Job 1: In the longest positive-sum substring thread below, rewrite the paragraph beginning "For example I have" in a single shorter sentence that keeps its main facts.
Job 2: List every array named in the prose explanation that follows the code in the longest positive-sum substring thread below, and give each one's definition.
Job 3: Set down the part of the longest positive-sum substring thread below that begins at the words "I was wondering" and stops after "have any idea?".

--- Start of Passage to read ---

Longest positive sum substring

I was wondering how could I get the longest positive-sum subsequence in a sequence:
For example I have -6 3 -4 4 -5, so the longest positive subsequence is 3 -4 4. In fact the sum is positive (3), and we couldn't add -6 neither -5 or it would have become negative.
It could be easily solvable in O(N^2), I think could exist something much more faster, like in O(NlogN)
Do you have any idea?
EDIT: the order must be preserved, and you can skip any number from the substring
EDIT2: I'm sorry if I caused confusion using the term "sebsequence", as #beaker pointed out I meant substring
O(n) space and time solution, will start with the code (sorry, Java ;-) and try to explain it later:
public static int[] longestSubarray(int[] inp) {
// array containing prefix sums up to a certain index i
int[] p = new int[inp.length];
p[0] = inp[0];
for (int i = 1; i < inp.length; i++) {
p[i] = p[i - 1] + inp[i];
}
// array Q from the description below
int[] q = new int[inp.length];
q[inp.length - 1] = p[inp.length - 1];
for (int i = inp.length - 2; i >= 0; i--) {
q[i] = Math.max(q[i + 1], p[i]);
}
int a = 0;
int b = 0;
int maxLen = 0;
int curr;
int[] res = new int[] {-1,-1};
while (b < inp.length) {
curr = a > 0 ? q[b] - p[a-1] : q[b];
if (curr >= 0) {
if(b-a > maxLen) {
maxLen = b-a;
res = new int[] {a,b};
}
b++;
} else {
a++;
}
}
return res;
}
we are operating on input array A of size n
Let's define array P as the array containing the prefix sum until index i so P[i] = sum(0,i) where `i = 0,1,...,n-1'
let's notice that if u < v and P[u] <= P[v] then u will never be our ending point
because of the above we can define an array Q which has Q[n-1] = P[n-1] and Q[i] = max(P[i], Q[i+1])

--- End of Passage to read ---
--- Start of Stored data ---

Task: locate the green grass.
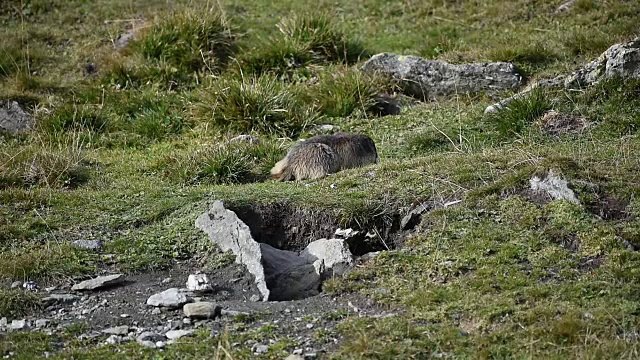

--- End of Stored data ---

Correct result 1: In the sequence -6 3 -4 4 -5, the longest positive-sum subsequence is 3 -4 4, whose sum is 3, since adding -6 or -5 would make the sum negative.

Correct result 2:
- A: the input array, of size n
- P: the array of prefix sums up to index i, so P[i] = sum(0,i) for i = 0,1,...,n-1
- Q: the array with Q[n-1] = P[n-1] and Q[i] = max(P[i], Q[i+1])

Correct result 3:
I was wondering how could I get the longest positive-sum subsequence in a sequence:
For example I have -6 3 -4 4 -5, so the longest positive subsequence is 3 -4 4. In fact the sum is positive (3), and we couldn't add -6 neither -5 or it would have become negative.
It could be easily solvable in O(N^2), I think could exist something much more faster, like in O(NlogN)
Do you have any idea?